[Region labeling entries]
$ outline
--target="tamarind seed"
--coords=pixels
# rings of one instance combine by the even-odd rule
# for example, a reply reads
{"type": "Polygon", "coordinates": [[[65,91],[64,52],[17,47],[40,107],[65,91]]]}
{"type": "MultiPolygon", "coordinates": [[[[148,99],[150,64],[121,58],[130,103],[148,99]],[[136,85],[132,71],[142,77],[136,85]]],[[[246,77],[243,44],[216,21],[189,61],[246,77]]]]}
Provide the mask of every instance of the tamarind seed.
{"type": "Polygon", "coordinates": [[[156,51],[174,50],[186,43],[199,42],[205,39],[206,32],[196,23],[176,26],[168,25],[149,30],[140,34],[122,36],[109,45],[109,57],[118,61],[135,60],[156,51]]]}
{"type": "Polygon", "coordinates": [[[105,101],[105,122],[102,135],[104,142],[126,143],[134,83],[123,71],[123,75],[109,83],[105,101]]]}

### GOAL:
Return each line above that contains the string "coordinates". Case counts.

### EXERCISE ANSWER:
{"type": "Polygon", "coordinates": [[[65,91],[64,52],[17,47],[40,107],[65,91]]]}
{"type": "MultiPolygon", "coordinates": [[[[148,99],[150,64],[121,58],[130,103],[148,99]],[[136,85],[132,71],[142,77],[136,85]]],[[[246,77],[243,44],[216,21],[189,61],[246,77]]]]}
{"type": "Polygon", "coordinates": [[[156,51],[174,50],[186,43],[199,42],[205,39],[206,32],[196,23],[176,26],[168,25],[149,30],[140,34],[122,36],[109,45],[109,57],[118,61],[135,60],[156,51]]]}
{"type": "Polygon", "coordinates": [[[105,101],[105,122],[102,135],[104,142],[126,143],[134,83],[123,71],[123,75],[109,83],[105,101]]]}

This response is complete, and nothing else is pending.